| What you should do |
State how many lines of the records contain the string "item", treating uppercase and lowercase as distinct. Reply with the number alone.

| Source data |

*-*-*

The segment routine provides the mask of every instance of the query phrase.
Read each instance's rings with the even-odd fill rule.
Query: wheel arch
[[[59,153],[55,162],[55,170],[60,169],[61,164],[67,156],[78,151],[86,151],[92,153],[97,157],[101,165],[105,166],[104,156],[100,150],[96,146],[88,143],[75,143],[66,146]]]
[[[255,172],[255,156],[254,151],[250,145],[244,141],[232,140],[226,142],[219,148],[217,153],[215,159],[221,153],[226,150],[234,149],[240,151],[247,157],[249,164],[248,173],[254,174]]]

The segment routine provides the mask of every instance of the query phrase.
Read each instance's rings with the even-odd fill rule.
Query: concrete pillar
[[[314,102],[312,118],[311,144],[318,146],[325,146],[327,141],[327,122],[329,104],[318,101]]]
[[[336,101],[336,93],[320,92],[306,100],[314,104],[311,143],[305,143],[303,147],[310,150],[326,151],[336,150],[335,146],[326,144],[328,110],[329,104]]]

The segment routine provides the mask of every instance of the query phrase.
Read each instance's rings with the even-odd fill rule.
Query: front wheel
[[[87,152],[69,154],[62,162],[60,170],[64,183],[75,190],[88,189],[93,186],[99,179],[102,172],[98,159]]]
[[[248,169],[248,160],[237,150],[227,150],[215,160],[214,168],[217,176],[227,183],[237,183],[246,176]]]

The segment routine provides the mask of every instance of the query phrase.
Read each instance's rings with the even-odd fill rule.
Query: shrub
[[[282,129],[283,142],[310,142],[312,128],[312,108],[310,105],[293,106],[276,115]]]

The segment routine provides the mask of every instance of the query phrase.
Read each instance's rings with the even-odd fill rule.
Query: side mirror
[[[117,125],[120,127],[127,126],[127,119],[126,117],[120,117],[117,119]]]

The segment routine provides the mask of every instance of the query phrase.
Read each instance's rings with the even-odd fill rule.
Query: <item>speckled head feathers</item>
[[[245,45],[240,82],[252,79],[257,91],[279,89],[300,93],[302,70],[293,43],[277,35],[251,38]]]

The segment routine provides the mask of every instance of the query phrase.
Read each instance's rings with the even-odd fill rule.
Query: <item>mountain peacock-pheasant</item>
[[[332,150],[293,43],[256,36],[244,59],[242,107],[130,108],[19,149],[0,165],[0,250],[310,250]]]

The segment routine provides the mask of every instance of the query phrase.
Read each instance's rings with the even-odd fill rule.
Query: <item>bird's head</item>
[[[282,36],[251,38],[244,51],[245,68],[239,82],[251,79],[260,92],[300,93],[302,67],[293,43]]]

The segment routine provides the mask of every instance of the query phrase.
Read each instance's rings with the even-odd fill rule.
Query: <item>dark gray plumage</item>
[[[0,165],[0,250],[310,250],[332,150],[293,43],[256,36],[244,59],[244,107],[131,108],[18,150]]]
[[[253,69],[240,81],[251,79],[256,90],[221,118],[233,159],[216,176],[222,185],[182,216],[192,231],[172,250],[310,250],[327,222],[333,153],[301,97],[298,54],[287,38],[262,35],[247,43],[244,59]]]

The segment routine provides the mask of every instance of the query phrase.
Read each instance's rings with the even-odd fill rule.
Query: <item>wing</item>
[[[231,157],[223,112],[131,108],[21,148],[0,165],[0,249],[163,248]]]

*-*-*

| Final answer |
5